#### RECORDS TO USE ####

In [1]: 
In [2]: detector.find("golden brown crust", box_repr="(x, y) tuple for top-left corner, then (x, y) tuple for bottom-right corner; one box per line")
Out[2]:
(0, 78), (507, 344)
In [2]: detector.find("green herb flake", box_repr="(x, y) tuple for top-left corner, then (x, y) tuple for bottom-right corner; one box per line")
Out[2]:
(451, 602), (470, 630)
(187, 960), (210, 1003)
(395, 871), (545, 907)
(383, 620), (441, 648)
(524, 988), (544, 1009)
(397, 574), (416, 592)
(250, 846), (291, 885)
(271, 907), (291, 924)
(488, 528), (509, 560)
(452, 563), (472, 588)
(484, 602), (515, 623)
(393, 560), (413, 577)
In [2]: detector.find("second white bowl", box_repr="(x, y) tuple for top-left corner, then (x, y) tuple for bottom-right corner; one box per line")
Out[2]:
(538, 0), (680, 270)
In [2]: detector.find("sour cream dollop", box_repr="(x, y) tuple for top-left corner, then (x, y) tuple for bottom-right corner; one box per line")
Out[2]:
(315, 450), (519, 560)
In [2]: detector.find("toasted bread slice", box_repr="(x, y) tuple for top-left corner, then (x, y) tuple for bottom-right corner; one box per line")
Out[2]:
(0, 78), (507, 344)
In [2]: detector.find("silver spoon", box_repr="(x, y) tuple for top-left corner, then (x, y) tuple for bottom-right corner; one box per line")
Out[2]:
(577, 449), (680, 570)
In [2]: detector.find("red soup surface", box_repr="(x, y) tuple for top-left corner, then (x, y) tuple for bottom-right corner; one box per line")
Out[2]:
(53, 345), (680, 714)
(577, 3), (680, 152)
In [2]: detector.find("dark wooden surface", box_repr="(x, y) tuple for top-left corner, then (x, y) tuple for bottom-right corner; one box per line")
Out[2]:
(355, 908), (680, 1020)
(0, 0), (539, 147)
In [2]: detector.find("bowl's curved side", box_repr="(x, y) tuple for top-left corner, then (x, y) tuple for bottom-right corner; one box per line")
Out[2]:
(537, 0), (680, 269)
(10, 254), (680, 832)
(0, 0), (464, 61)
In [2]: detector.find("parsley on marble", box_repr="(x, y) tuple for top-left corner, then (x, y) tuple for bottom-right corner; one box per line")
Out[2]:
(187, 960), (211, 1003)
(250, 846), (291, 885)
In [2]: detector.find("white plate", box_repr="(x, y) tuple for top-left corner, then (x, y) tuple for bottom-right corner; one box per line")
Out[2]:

####

■ **DIRECTIONS**
Output, verbatim, the portion of the rows above that opens with the first line and closes with the line containing "(393, 560), (413, 577)", both of these lines included.

■ **REPLY**
In [1]: 
In [2]: detector.find("golden brown crust", box_repr="(x, y) tuple for top-left corner, then (x, y) tuple for bottom-right corner; one box per line")
Out[2]:
(0, 78), (507, 344)
In [2]: detector.find("green herb flake", box_repr="(x, y) tuple for top-left corner, then (x, y) tuple for bottom-right corner; one box per line")
Out[2]:
(451, 602), (470, 630)
(187, 960), (210, 1003)
(395, 871), (545, 907)
(383, 620), (441, 648)
(524, 988), (544, 1009)
(397, 574), (416, 592)
(250, 846), (291, 885)
(271, 907), (291, 924)
(488, 528), (509, 560)
(452, 563), (472, 588)
(484, 602), (515, 623)
(393, 560), (413, 577)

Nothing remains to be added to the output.